┌────────

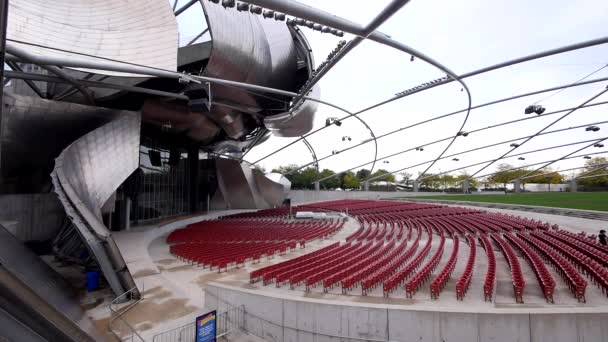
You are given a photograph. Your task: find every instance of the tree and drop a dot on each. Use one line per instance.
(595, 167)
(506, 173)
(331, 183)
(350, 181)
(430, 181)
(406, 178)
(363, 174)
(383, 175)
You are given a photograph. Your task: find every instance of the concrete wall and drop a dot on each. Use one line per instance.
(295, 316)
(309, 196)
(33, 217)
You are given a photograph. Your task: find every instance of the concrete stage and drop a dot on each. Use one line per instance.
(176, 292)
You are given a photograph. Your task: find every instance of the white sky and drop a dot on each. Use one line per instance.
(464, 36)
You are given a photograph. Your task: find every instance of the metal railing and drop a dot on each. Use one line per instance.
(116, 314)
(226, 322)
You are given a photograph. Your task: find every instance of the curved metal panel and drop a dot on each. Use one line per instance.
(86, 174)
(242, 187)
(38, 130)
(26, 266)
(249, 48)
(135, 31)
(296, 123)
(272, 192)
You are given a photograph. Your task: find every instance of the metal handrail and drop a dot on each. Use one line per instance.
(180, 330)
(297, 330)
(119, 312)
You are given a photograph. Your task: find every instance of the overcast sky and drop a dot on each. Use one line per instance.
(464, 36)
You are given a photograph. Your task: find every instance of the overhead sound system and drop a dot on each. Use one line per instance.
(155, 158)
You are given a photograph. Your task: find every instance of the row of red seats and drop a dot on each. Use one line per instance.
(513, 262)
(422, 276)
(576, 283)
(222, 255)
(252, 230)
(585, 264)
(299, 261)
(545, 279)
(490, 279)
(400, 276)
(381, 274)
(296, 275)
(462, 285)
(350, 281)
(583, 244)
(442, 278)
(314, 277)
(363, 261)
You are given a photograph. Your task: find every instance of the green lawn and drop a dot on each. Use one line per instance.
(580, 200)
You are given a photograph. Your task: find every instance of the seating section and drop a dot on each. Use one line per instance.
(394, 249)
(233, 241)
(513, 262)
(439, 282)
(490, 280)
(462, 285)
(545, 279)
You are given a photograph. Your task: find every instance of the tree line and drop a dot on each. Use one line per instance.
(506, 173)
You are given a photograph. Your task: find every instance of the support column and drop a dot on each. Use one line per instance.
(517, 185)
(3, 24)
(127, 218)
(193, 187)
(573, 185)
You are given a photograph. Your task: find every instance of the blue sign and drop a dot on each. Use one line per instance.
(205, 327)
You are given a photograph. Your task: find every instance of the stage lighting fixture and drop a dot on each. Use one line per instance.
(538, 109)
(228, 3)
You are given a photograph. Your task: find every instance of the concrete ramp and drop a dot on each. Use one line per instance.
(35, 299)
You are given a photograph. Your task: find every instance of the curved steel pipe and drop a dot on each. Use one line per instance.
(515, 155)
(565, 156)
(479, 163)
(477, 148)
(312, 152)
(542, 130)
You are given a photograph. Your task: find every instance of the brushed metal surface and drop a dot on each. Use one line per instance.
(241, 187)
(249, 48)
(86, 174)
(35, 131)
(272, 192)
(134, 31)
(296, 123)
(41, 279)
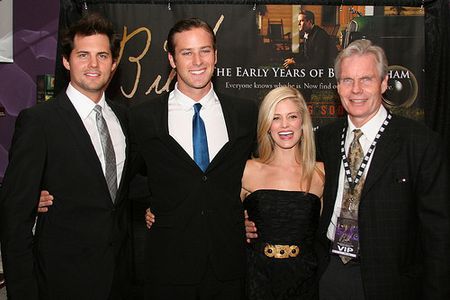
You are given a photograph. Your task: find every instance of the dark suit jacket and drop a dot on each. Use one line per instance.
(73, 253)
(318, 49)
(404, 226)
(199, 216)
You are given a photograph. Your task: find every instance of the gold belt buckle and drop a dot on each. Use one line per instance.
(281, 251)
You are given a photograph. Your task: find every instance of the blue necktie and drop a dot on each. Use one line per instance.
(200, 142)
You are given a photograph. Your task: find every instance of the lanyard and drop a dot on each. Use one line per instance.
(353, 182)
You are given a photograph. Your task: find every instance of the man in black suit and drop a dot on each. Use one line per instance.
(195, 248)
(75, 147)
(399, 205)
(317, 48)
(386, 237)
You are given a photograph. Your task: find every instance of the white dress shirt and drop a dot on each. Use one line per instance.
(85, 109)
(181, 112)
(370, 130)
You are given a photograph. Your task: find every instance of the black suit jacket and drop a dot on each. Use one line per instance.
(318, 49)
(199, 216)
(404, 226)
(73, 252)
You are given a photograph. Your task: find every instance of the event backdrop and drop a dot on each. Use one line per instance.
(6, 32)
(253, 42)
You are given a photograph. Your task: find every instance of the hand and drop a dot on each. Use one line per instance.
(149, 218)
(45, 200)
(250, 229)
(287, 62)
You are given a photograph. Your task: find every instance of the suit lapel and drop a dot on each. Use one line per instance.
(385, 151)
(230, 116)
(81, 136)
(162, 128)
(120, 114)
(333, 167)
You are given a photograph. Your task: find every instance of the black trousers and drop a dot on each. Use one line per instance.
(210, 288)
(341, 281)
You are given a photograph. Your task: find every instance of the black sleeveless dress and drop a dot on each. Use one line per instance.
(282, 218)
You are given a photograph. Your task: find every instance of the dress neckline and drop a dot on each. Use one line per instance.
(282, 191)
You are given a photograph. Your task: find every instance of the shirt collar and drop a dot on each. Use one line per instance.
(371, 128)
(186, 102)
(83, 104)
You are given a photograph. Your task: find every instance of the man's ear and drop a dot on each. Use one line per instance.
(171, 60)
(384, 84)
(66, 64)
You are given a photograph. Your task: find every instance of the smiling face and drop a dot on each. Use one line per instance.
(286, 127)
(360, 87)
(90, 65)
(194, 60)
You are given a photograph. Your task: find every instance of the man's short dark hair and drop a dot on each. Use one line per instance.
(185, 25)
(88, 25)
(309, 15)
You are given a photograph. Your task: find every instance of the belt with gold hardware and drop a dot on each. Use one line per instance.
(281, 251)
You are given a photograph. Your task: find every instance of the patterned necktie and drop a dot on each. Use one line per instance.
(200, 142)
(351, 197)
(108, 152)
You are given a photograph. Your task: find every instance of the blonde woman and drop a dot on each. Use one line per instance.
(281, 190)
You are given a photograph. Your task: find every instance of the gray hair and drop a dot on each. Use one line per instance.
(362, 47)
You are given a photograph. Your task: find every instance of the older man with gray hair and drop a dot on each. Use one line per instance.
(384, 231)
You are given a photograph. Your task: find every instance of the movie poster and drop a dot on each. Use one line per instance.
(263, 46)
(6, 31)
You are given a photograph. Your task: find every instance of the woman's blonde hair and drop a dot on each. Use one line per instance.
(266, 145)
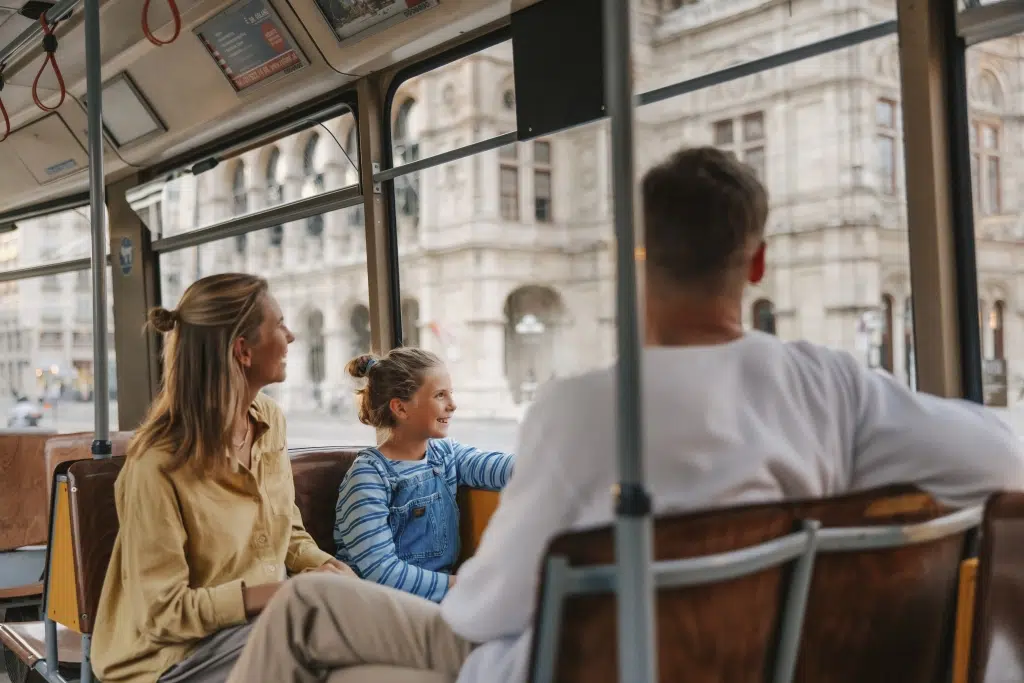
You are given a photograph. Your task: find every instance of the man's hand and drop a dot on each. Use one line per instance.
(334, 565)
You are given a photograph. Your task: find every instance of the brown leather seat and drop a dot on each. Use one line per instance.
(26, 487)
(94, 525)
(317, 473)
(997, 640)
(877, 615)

└────────
┌────────

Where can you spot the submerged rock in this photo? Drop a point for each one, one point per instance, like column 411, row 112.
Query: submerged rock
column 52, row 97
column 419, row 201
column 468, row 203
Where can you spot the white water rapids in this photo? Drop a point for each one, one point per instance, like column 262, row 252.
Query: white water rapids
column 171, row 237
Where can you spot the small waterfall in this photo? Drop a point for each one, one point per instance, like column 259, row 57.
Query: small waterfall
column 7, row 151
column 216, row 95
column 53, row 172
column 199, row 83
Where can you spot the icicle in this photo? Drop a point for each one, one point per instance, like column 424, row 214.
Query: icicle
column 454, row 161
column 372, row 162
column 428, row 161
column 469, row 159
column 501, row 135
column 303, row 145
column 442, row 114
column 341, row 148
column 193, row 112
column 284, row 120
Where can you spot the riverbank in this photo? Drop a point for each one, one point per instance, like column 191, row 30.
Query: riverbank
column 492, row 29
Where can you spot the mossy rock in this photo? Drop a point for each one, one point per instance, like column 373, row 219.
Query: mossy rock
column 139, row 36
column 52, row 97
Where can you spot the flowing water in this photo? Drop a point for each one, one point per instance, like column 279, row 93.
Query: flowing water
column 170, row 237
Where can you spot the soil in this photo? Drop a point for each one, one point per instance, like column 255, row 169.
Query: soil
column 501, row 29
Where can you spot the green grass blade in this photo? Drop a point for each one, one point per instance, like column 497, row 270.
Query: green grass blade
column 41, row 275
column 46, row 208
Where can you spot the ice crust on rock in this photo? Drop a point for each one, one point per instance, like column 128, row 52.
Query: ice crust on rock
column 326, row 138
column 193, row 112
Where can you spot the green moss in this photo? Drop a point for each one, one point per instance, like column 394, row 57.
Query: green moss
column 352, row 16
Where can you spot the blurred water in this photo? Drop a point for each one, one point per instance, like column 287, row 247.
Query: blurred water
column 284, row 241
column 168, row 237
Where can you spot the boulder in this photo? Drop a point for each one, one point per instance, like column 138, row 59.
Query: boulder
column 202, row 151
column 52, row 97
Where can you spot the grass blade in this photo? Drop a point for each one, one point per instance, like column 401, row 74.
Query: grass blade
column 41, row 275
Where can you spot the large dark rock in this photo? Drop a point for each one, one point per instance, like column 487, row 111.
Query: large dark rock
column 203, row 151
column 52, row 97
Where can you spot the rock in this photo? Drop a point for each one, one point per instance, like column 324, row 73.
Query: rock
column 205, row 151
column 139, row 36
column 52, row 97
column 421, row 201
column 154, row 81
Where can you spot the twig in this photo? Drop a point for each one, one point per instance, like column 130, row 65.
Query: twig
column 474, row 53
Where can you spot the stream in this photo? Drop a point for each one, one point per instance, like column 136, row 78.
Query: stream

└────────

• What is needed
In the data above, find the line that contains "Where can you spot the blurred" and the line that contains "Query: stream". Repeat exactly those lines and every line between them, and only those.

• Output below
Where can you spot the blurred water in this photo? Drop a point for each one, one point per instance, like column 287, row 247.
Query: blurred water
column 284, row 241
column 168, row 237
Where can you spot the boulder in this photo? Drop a point for each one, one point per instance, like column 138, row 59.
Query: boulder
column 202, row 151
column 52, row 97
Where can you spot the grass blade in this photo? Drop a point for each one, one point per instance, like column 401, row 74.
Query: grass blade
column 41, row 275
Where can you spot the large dark rock in this photo? Drop a point for each one, one point per instance, like column 487, row 111.
Query: large dark rock
column 203, row 151
column 52, row 97
Where can you spot the rock in this photo? Drop a point for each one, one point per instance, like column 324, row 73.
Query: rock
column 205, row 151
column 139, row 36
column 52, row 97
column 421, row 201
column 154, row 81
Where can you spot the twig in this photo? Drop a point for each one, one point per instance, like column 130, row 65.
Query: twig
column 474, row 53
Where can you spot the stream in this photo? Drop a point for each one, one point per instance, like column 136, row 78.
Query: stream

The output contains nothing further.